YOUR TASK ▸ Tally how many lines in the rows below contain the string "plant", counting only exact-case matches. Reply with the number alone.

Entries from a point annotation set
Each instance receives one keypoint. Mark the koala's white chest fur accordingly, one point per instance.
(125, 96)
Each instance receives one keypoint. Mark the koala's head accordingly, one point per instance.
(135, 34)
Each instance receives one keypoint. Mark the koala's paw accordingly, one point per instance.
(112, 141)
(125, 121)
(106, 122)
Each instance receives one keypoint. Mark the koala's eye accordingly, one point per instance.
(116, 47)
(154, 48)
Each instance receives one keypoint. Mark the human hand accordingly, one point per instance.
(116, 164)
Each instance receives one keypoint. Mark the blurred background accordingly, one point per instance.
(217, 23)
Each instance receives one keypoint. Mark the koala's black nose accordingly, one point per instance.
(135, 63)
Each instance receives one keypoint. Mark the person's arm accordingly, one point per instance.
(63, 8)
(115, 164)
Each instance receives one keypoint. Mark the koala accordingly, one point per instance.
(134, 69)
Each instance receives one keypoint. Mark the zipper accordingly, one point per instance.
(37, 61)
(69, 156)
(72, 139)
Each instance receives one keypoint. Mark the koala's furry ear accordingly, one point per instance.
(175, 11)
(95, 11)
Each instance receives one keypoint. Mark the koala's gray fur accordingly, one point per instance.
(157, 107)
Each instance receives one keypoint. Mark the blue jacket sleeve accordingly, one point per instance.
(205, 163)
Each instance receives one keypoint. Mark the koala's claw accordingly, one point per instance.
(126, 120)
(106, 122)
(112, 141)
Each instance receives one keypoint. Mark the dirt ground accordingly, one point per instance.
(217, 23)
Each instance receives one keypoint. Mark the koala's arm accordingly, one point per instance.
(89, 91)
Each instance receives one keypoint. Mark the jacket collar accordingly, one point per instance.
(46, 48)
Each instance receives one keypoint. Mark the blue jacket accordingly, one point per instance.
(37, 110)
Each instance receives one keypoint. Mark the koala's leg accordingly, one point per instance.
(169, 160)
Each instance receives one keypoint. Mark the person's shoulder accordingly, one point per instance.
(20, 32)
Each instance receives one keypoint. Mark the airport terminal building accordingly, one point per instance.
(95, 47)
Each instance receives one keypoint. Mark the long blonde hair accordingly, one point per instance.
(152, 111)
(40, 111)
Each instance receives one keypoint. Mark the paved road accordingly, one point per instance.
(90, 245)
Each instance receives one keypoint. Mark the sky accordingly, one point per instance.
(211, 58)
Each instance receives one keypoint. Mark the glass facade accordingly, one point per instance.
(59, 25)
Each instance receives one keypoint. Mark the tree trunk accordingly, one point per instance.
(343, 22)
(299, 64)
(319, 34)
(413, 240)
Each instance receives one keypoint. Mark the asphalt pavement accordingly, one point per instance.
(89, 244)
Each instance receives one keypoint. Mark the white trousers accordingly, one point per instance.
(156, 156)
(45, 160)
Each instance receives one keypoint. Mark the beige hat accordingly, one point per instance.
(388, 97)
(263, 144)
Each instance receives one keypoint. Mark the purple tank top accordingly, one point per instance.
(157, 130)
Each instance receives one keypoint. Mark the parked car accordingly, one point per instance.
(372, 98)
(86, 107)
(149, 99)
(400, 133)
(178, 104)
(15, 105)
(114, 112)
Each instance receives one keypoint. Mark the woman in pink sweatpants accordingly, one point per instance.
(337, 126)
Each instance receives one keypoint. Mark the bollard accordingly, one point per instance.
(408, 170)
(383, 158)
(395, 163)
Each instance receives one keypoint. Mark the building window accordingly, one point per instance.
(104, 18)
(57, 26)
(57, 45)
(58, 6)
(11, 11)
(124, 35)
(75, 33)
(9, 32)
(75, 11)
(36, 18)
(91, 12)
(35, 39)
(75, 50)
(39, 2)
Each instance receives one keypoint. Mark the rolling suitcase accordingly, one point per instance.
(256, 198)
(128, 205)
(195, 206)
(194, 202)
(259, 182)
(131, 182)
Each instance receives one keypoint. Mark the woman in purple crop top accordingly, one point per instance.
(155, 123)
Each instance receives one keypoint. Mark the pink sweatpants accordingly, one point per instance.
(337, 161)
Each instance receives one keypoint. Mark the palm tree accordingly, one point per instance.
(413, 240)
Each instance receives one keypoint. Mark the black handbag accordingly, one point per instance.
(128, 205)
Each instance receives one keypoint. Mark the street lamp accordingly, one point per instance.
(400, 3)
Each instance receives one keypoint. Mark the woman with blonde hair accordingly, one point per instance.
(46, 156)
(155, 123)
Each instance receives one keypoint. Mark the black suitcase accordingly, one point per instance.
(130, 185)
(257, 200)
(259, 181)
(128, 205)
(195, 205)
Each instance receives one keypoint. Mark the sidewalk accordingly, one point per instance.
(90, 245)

...

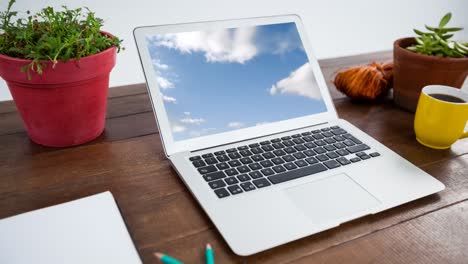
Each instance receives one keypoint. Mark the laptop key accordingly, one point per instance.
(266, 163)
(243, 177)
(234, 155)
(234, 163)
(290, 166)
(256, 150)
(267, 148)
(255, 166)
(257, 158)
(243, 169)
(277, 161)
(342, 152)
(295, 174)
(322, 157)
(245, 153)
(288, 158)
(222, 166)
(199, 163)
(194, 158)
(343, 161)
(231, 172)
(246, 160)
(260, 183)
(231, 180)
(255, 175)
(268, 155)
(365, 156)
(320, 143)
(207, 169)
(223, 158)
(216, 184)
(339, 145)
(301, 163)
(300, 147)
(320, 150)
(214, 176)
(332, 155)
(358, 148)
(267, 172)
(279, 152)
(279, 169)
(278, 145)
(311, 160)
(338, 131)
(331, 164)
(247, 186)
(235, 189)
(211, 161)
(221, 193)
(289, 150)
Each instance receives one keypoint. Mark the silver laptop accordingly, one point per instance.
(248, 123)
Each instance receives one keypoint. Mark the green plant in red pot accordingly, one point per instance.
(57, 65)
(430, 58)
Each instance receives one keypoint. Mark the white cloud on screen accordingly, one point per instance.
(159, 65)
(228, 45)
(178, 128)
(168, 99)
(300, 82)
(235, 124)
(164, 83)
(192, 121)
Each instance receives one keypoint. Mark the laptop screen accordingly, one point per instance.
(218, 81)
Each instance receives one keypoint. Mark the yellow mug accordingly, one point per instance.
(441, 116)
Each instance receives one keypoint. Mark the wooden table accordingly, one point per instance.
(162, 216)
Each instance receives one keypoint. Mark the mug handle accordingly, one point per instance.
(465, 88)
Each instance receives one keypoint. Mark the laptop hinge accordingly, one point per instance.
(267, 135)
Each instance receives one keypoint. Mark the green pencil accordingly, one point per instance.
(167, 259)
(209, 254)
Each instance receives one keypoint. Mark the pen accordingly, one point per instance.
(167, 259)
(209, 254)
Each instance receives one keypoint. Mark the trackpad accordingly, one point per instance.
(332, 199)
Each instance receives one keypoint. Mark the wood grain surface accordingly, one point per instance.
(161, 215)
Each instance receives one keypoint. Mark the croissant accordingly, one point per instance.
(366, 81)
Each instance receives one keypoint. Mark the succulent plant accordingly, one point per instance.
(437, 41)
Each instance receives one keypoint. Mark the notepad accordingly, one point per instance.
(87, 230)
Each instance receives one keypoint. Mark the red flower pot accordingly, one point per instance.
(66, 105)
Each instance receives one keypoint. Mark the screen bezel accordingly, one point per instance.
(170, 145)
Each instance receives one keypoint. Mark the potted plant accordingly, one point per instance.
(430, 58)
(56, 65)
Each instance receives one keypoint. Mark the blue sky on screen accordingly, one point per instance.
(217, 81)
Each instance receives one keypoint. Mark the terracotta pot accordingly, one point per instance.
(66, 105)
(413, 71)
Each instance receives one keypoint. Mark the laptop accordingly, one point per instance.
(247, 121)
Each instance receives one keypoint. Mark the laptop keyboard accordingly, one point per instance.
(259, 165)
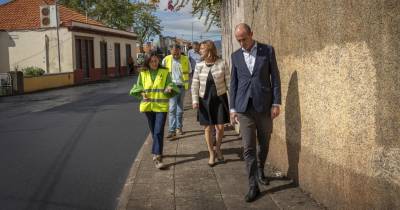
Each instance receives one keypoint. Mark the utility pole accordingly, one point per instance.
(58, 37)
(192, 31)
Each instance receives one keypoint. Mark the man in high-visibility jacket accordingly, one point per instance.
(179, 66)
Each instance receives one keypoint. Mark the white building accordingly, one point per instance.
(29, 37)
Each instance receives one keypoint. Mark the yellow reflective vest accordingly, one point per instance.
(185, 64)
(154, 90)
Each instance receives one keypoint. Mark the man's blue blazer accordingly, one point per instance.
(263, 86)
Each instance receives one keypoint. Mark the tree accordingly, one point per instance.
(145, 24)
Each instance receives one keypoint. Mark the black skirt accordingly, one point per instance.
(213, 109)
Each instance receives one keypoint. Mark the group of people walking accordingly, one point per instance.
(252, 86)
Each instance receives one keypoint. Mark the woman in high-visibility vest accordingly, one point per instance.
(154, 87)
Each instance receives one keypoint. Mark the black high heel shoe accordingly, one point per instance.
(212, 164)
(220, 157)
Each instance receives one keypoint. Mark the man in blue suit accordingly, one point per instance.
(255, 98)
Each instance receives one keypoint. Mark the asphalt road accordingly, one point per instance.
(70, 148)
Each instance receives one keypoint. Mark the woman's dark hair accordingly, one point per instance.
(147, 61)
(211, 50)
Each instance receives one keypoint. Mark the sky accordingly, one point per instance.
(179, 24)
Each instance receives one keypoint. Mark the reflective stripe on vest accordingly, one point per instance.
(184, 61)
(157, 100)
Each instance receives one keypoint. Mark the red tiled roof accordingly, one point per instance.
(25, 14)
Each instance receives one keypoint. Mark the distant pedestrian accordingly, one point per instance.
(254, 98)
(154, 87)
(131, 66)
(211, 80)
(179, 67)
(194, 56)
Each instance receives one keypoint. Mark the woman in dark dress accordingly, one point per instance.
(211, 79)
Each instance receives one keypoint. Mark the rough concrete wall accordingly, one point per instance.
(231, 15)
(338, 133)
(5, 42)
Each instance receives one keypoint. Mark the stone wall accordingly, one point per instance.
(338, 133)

COMPLETED TASK ▸ 3